** Start DATASET ROWS **
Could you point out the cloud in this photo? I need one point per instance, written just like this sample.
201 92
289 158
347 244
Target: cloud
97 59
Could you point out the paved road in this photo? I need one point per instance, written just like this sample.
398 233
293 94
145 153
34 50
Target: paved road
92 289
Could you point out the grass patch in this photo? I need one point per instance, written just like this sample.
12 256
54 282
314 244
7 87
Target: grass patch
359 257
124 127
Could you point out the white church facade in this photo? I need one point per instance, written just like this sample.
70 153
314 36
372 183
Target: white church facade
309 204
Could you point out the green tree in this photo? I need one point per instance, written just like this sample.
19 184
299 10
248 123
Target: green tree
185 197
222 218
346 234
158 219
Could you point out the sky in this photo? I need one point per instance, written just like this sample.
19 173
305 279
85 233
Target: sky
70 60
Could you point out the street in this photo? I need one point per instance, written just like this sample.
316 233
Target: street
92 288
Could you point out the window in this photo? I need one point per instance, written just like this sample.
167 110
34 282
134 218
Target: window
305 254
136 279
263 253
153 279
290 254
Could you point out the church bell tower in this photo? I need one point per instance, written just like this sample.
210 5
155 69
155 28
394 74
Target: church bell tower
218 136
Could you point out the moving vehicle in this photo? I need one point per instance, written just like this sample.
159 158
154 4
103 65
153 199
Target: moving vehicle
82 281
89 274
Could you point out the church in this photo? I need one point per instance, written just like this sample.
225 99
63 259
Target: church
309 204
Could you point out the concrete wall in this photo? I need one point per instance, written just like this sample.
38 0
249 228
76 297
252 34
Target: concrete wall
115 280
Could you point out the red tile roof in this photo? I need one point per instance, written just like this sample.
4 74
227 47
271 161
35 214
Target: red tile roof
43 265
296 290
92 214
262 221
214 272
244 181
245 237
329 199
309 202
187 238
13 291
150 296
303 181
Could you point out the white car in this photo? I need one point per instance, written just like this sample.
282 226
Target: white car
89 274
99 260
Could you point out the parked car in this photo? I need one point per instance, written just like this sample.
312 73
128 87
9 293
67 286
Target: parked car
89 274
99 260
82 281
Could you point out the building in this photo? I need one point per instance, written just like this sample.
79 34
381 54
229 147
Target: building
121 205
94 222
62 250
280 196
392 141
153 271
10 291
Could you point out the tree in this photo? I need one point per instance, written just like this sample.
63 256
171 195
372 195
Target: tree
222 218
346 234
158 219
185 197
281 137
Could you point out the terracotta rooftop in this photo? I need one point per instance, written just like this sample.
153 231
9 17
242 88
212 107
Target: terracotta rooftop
** End DATASET ROWS **
> _CHALLENGE_:
Copy the data verbatim, beginning at the line that contains "Could you point out the church in" and continuing through the final line of the data.

> _RESULT_:
Could you point out the church in this photo? I need one point per instance, written just like this sample.
225 99
63 259
Target: church
309 204
Could you point out the concrete wall in this photo? I need one point per instance, written just like this sample.
38 0
249 228
76 297
252 34
Target: concrete wall
115 280
Could you point out the red tile roof in this photo? I need one point per instance, written just like this sample.
4 74
227 47
271 161
35 214
Target: red tile roof
43 265
296 290
92 214
262 221
214 272
244 181
245 237
329 199
309 202
187 238
13 291
150 296
303 181
Could you point out the white car in this photo? I need one point per instance, written just like this sample.
282 226
Target: white car
89 274
99 260
Could you point out the parked car in this photo? I need one point per instance, written just like this sample.
312 73
128 87
9 293
67 286
Target: parked car
89 274
99 260
82 281
Could you point out the building in this photo? I need one point per instance, written just like this sample.
79 34
381 54
229 147
Target: building
121 205
94 222
62 250
280 196
392 141
153 271
10 291
Could you point out the tree in this photo? I need one point per instance, written just like this sample.
63 256
171 195
372 195
Target: tree
222 218
346 234
158 219
185 197
281 137
Could you point out the terracotta rooftop in this photo? I need one point per instance, written just like this sample.
153 231
9 17
242 88
212 107
Target: terracotta rooftop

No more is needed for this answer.